*Given exercise*
Pick out and copy every line in the entries below that contains the word "hand". Case counts.

(Raw records)
-- START --
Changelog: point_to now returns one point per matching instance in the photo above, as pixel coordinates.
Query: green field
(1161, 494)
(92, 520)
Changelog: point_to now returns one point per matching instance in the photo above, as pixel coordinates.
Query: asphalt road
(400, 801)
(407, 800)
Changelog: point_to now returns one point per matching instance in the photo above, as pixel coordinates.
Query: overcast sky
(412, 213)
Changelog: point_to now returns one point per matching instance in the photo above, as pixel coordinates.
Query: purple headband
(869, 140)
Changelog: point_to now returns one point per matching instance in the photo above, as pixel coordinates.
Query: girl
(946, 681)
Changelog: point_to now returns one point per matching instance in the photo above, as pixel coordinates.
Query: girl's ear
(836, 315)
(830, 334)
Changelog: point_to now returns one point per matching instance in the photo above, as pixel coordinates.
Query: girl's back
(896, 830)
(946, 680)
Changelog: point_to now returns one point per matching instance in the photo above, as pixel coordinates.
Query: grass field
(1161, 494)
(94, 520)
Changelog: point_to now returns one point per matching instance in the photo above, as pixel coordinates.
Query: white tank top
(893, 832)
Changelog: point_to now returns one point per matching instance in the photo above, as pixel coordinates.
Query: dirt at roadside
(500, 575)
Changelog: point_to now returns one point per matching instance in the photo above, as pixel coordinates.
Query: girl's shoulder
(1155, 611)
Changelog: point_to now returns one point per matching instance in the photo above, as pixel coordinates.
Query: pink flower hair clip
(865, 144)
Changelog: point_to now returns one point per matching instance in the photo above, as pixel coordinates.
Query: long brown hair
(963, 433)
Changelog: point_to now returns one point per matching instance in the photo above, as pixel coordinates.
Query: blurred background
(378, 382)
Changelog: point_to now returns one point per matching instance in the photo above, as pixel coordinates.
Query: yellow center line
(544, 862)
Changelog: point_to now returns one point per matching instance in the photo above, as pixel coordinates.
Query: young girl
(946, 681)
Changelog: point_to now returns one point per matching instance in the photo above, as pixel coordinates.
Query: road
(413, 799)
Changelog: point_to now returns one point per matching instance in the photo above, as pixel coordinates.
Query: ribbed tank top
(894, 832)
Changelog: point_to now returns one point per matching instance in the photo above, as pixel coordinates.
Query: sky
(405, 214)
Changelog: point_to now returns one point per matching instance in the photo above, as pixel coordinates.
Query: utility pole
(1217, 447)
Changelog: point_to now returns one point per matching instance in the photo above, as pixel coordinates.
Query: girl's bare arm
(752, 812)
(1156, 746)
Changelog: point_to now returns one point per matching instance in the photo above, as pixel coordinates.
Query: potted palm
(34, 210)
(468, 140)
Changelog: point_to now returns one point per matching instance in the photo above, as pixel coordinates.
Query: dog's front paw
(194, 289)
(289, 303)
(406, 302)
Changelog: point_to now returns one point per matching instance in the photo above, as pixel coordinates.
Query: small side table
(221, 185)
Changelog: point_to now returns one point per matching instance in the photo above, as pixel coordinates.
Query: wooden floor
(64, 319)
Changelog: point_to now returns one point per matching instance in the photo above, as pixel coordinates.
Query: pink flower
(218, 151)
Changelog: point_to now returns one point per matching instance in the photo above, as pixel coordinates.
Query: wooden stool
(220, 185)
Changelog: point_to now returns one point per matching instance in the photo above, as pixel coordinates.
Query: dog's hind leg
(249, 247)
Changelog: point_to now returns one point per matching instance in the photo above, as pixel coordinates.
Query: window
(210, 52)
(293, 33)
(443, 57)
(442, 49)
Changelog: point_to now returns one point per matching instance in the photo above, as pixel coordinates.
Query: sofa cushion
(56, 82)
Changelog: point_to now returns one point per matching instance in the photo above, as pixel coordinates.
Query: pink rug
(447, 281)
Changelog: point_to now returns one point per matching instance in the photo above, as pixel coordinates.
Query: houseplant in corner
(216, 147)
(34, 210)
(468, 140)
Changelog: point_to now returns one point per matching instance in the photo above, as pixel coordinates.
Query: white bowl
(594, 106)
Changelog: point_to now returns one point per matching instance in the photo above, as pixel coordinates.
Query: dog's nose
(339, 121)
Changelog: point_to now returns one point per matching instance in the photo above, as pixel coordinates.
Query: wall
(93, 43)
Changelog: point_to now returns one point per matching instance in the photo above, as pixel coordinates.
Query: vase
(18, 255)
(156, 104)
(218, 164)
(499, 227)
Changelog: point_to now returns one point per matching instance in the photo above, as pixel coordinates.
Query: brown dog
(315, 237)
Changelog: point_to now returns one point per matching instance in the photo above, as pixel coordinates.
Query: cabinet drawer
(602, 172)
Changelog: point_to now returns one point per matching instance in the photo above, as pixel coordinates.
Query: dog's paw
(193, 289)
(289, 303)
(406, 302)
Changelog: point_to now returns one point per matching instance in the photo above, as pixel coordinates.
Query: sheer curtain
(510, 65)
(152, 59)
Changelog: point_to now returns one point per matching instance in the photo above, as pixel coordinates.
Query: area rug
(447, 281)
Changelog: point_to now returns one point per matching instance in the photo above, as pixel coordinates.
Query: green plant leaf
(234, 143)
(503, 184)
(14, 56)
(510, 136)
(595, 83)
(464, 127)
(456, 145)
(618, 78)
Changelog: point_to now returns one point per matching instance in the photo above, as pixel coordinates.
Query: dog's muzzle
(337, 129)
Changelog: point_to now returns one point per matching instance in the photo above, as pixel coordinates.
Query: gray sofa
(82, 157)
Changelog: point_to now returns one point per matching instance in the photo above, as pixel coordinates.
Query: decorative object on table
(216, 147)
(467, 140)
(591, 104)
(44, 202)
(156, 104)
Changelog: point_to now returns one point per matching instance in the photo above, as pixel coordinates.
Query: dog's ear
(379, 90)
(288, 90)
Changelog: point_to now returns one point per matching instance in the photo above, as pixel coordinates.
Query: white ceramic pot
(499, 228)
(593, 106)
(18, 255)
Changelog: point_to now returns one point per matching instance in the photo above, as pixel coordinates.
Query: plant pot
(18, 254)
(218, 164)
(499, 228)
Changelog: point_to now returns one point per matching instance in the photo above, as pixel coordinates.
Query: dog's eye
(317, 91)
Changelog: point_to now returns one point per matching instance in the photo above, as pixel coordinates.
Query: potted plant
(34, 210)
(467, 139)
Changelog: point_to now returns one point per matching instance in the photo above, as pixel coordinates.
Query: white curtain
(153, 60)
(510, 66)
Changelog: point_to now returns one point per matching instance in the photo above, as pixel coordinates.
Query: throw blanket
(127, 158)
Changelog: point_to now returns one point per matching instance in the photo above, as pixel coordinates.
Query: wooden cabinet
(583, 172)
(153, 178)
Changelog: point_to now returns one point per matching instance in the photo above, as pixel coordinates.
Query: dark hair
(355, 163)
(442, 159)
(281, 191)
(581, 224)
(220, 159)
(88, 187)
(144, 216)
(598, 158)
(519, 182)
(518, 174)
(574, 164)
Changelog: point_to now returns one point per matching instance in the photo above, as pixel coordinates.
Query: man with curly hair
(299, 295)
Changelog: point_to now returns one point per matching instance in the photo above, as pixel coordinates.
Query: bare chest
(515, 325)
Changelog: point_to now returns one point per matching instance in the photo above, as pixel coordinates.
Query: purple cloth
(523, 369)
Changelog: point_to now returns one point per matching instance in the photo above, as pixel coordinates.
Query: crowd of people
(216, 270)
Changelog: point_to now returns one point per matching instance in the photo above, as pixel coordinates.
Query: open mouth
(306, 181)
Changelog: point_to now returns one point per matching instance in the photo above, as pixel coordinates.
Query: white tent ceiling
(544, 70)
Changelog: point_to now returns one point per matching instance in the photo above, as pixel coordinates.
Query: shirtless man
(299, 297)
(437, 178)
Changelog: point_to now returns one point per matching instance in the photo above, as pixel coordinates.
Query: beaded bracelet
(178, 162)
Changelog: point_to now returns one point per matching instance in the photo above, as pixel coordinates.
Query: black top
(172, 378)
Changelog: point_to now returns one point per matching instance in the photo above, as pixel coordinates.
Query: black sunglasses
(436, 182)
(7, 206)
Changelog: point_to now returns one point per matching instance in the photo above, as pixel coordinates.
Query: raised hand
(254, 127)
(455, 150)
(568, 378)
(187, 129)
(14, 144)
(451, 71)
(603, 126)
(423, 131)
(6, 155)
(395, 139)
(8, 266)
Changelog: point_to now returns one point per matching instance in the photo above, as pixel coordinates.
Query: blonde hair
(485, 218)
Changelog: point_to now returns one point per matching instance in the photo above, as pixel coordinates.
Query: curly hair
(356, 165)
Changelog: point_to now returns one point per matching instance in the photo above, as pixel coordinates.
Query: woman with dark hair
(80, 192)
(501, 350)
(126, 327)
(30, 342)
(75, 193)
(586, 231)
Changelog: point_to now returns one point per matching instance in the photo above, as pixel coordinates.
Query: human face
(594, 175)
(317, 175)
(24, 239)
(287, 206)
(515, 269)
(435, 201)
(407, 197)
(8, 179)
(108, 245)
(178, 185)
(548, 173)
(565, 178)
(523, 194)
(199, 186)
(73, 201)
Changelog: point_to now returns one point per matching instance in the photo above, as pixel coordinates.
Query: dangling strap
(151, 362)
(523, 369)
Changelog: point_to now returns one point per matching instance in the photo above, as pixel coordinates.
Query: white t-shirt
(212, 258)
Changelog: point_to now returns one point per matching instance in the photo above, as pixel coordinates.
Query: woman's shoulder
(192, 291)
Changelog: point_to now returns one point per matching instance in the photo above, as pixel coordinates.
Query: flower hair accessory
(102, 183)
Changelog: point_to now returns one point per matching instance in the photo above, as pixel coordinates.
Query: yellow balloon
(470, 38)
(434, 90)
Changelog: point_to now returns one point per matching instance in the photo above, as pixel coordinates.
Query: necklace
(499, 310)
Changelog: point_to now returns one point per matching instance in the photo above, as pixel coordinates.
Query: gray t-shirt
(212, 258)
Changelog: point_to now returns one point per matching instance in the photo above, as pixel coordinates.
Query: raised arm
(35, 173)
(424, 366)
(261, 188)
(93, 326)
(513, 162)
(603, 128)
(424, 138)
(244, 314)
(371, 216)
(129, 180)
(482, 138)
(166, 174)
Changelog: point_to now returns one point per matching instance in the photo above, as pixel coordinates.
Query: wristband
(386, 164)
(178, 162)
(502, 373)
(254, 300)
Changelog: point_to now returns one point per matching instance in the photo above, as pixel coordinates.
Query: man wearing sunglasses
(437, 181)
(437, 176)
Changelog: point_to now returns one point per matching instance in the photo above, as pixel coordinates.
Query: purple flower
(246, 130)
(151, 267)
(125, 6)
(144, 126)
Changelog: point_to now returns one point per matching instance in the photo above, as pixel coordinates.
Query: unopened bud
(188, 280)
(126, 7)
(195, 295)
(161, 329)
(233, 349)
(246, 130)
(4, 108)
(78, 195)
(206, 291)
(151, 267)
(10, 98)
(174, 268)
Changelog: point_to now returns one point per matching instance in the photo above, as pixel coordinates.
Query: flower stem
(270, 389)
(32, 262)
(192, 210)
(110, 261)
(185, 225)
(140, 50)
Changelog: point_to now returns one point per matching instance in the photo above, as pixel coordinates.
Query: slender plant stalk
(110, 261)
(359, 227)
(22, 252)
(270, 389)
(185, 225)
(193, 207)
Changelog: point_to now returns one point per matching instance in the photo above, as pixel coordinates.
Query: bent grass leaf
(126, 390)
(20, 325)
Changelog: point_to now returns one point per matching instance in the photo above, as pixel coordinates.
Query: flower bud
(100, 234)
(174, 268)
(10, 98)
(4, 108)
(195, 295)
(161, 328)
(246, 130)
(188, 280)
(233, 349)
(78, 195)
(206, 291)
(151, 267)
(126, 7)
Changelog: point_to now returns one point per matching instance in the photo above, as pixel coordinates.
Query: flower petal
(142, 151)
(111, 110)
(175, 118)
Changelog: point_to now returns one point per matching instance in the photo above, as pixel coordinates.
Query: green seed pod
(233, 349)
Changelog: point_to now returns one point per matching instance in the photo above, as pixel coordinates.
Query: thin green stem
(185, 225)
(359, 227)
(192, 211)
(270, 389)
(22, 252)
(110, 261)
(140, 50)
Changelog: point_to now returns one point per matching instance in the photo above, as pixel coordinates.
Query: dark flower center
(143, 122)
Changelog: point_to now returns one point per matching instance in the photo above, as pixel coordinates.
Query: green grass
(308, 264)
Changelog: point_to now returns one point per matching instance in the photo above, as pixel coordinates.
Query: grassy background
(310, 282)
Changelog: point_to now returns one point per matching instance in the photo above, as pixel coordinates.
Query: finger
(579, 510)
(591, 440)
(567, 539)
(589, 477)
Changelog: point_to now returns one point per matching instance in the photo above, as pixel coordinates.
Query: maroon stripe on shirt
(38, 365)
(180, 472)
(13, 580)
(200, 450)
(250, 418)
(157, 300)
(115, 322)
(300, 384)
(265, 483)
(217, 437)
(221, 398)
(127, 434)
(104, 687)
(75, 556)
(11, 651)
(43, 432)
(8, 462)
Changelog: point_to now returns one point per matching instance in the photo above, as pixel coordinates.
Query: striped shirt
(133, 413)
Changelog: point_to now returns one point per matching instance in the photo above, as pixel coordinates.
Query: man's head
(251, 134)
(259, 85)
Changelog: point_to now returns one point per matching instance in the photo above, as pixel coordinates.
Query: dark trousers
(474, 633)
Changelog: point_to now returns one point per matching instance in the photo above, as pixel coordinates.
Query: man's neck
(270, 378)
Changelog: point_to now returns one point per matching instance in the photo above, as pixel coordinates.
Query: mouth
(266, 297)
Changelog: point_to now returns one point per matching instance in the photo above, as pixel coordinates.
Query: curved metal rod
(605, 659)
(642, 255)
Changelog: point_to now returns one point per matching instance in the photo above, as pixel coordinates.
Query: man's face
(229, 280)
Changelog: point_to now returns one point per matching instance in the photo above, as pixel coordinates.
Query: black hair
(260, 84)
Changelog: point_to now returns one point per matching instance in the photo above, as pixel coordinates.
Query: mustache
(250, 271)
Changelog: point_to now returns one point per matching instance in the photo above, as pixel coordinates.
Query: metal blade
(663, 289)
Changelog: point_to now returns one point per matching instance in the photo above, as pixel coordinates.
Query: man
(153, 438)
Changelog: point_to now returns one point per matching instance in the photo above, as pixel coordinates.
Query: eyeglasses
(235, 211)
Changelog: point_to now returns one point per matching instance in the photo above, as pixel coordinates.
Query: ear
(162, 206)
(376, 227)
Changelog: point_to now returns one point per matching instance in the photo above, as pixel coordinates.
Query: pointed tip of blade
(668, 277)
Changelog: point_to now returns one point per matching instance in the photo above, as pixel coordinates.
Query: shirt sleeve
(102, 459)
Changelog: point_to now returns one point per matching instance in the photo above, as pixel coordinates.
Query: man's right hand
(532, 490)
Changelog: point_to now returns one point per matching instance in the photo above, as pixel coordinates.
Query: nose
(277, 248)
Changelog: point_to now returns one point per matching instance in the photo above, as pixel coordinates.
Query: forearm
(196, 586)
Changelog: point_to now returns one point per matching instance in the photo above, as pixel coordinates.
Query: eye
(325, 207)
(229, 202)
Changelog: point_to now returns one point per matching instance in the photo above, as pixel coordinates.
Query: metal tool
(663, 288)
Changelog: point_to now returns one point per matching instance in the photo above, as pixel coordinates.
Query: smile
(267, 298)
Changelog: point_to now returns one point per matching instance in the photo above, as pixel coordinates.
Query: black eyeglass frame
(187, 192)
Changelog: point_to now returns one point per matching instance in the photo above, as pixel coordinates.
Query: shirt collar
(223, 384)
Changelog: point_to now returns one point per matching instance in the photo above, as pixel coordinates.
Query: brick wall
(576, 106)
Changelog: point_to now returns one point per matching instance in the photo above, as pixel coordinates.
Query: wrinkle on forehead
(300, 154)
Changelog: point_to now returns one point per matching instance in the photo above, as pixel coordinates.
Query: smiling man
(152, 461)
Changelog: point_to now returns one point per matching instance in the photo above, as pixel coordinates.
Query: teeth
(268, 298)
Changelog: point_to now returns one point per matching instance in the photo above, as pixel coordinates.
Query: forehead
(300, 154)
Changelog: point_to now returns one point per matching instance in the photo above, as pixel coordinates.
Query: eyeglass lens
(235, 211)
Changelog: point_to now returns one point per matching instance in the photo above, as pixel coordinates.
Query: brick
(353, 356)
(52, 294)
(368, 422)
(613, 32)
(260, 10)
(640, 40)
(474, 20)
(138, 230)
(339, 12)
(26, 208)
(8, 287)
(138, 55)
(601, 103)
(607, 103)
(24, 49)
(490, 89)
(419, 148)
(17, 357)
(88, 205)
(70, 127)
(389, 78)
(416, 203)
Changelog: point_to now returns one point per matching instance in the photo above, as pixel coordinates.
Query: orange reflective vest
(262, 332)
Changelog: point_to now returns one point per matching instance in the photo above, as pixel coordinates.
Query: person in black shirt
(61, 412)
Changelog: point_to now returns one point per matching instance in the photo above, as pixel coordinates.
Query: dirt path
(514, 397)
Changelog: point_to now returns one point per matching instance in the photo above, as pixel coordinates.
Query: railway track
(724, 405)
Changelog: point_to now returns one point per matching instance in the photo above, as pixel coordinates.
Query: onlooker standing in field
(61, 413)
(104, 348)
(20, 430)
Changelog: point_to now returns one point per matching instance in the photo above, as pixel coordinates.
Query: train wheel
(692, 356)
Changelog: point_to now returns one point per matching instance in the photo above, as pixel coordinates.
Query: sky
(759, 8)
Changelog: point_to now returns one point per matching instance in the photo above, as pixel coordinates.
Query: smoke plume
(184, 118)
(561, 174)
-- END --
*Solution for this task*
Query: raised hand
Query: man's right hand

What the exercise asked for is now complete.